■ AIM OF THE TASK ■
Starting at the line with "the flamingo beak?", retype every line through the end of the listing exactly as written, and nothing before it.

■ GIVEN DATA ■
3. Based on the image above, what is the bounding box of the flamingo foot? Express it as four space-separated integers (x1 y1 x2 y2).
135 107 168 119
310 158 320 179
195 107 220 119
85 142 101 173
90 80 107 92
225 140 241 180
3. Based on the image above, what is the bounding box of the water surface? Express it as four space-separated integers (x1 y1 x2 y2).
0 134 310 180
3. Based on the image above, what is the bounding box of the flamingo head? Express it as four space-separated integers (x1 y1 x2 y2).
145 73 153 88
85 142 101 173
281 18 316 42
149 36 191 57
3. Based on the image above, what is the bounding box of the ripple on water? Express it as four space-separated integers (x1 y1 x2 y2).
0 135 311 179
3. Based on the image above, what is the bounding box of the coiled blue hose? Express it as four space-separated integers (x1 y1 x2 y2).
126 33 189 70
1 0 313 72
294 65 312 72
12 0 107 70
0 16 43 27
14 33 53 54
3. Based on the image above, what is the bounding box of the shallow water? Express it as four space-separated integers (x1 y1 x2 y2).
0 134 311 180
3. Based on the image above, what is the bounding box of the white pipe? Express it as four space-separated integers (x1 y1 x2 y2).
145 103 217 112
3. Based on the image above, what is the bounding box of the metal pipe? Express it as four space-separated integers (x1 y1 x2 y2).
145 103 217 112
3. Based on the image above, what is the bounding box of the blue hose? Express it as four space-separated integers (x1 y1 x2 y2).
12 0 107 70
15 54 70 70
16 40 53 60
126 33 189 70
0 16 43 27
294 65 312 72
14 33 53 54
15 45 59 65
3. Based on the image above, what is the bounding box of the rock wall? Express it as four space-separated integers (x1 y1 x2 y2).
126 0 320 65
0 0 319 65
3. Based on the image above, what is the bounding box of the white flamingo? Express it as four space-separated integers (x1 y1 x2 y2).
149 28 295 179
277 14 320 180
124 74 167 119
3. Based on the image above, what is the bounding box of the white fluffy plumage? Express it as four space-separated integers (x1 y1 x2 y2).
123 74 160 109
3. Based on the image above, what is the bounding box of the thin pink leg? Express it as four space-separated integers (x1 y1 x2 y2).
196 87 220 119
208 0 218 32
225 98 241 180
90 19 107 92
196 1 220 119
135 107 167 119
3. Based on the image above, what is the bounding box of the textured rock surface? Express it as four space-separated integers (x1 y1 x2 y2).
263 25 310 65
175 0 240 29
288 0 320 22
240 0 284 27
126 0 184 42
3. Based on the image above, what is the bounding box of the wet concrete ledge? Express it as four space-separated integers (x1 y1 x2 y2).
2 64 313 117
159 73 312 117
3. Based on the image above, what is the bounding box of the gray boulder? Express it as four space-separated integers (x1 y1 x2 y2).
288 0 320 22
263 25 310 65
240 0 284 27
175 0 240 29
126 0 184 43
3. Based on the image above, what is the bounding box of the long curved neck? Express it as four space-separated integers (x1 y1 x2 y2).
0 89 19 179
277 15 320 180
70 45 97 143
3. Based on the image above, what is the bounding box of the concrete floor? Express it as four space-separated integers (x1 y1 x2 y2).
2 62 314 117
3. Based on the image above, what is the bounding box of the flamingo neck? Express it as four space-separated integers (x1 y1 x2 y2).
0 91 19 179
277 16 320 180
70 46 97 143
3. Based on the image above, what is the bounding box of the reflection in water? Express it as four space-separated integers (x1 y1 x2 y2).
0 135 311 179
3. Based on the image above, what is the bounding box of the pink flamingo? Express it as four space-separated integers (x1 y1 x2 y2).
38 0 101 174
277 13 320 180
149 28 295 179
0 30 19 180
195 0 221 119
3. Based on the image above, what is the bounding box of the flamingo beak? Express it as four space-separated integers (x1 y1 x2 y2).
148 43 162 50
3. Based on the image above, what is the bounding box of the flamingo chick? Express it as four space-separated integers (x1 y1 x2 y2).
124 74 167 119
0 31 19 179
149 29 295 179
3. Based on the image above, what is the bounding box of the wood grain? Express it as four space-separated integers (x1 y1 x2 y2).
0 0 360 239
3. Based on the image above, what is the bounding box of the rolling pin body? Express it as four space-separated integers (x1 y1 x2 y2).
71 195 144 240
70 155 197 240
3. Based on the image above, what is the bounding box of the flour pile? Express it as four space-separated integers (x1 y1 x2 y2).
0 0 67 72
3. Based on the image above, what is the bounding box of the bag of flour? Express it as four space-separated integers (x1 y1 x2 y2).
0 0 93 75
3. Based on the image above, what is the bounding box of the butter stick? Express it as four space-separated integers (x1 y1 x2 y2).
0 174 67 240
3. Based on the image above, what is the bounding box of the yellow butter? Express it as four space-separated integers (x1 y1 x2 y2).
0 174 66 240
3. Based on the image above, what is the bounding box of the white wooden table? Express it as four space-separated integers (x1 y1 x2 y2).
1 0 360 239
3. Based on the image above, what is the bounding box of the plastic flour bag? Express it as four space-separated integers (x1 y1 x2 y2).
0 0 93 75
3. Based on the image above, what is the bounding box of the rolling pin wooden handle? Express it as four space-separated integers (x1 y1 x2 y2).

■ RESPONSE TO THE TASK ■
3. Based on the image above, what is the bounding box of the flamingo beak? Express it as four space-separated integers (x1 y1 x2 y2).
148 43 162 50
3. Based on the image above, what is the bounding box of the flamingo chick? Express it as four space-separated integers (x1 y1 x2 y2).
124 74 167 119
0 31 19 179
149 29 295 179
3. Based on the image above, what is the bounding box of the wood grain? Express it as four space-separated integers (x1 y1 x2 y2).
0 0 360 239
3. Based on the image above, what is the bounding box of the rolling pin body? Express it as four space-separated integers (x1 y1 x2 y2).
71 195 144 240
70 155 197 240
3. Based on the image above, what is the bounding box of the flour pile? Express it as four space-separated integers (x1 y1 x2 y2).
0 0 67 72
3. Based on the image above, what is the bounding box of the bag of flour? Express it as four space-separated integers (x1 y1 x2 y2).
0 0 93 75
3. Based on the image above, what is the bounding box of the butter stick? Express it as four space-separated integers (x1 y1 x2 y2).
0 174 67 240
3. Based on the image above, what is the bounding box of the yellow butter? Express it as four space-separated integers (x1 y1 x2 y2).
0 174 66 240
3. Based on the image above, what is the bounding box of the white wooden table? Express it as four space-separated integers (x1 y1 x2 y2).
1 0 360 239
3. Based on the image above, what is the bounding box of the plastic flour bag? Express it as four space-separated integers (x1 y1 x2 y2).
0 0 93 75
3. Based on the image above, what is the bounding box of the rolling pin wooden handle? Express it as four space-separated integers (x1 y1 x2 y2).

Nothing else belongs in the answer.